(EXCERPTED TEXT):
═══

Palmer and Hannah Moscovitch co-adapted Ann-Marie MacDonald's novel, Fall on Your Knees for the stage. The National Arts Centre premiered the show, under Palmer's direction, in 2023.

=== National Theatre School ===
Palmer first taught at the National Theatre School of Canada (NTS) at the age of 23. At the time, Palmer worked primarily with francophone students. In 2007, Palmer directed Edward Bond's Restoration at the NTS. Palmer has been the artistic director of the English section of the National Theatre School since 2013. Palmer succeeded former director Sherry Bie.

== Plays ==
- Wearing the Bone
- Anything That Moves (musical) — Co-written by Ann-Marie MacDonald (lyrics and book), Alisa Palmer (book), and Allen Cole (music)

═══

(STATED PROBLEM 1): Reproduce word for word the passage of the Alisa Palmer text from "Palmer and Hannah" to "director Sherry Bie.".

Some records:
═══

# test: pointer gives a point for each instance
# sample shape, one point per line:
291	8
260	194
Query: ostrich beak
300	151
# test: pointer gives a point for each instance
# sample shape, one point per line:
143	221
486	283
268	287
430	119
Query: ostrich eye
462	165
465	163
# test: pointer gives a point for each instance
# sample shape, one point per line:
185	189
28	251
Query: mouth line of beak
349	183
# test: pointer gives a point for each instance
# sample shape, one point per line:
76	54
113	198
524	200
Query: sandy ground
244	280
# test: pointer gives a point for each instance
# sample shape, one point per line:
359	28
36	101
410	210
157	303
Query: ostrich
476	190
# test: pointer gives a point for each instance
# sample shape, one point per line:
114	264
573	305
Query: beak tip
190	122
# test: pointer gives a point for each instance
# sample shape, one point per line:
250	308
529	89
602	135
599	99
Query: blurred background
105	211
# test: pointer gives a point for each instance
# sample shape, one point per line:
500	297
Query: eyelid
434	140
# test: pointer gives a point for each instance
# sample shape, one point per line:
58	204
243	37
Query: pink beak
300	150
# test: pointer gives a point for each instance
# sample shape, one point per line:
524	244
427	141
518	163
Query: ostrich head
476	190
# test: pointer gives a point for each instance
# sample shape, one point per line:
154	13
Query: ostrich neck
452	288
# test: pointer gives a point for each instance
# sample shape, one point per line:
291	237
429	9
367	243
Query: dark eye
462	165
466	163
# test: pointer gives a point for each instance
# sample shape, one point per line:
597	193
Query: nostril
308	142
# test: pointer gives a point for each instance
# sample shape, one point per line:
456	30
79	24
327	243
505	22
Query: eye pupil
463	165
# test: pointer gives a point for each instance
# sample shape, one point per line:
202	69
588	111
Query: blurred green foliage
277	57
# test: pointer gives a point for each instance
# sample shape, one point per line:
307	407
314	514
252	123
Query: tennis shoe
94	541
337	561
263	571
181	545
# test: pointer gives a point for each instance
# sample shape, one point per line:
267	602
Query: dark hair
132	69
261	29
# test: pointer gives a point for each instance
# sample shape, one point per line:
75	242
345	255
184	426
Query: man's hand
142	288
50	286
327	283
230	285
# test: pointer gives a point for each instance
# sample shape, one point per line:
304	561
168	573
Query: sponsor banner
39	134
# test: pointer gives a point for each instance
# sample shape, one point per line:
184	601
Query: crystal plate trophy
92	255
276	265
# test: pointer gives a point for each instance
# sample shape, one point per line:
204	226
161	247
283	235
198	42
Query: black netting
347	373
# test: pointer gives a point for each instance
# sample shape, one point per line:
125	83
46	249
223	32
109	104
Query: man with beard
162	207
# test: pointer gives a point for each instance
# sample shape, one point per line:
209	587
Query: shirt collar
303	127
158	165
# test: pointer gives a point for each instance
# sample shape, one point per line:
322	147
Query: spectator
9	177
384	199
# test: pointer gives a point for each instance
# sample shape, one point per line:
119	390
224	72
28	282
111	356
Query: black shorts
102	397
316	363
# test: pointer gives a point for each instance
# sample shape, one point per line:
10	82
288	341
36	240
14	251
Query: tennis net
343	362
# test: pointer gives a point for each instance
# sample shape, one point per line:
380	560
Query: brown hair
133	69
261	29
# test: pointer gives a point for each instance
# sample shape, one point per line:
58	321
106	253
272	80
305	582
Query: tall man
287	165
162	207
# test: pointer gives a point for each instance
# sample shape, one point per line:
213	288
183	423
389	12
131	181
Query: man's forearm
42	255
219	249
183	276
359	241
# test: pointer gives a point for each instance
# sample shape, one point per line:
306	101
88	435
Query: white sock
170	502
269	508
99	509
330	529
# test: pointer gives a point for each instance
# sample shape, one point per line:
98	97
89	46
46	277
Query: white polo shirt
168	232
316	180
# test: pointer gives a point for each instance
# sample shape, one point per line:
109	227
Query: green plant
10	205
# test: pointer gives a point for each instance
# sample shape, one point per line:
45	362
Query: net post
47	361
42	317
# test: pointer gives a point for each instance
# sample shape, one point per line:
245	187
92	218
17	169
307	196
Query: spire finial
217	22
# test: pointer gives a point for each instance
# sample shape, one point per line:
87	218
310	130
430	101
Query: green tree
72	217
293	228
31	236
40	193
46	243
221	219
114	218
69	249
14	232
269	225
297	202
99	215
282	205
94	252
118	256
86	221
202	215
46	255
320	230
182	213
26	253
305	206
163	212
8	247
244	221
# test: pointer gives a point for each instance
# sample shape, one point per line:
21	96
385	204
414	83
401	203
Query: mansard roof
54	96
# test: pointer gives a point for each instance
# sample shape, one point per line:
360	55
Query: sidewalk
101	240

═══

(STATED PROBLEM 2): Return each line in the listing that contains the string "shirt".

(CORRECT RESULT 1):
Palmer and Hannah Moscovitch co-adapted Ann-Marie MacDonald's novel, Fall on Your Knees for the stage. The National Arts Centre premiered the show, under Palmer's direction, in 2023.

=== National Theatre School ===
Palmer first taught at the National Theatre School of Canada (NTS) at the age of 23. At the time, Palmer worked primarily with francophone students. In 2007, Palmer directed Edward Bond's Restoration at the NTS. Palmer has been the artistic director of the English section of the National Theatre School since 2013. Palmer succeeded former director Sherry Bie.

(CORRECT RESULT 2):
Query: shirt collar
Query: white polo shirt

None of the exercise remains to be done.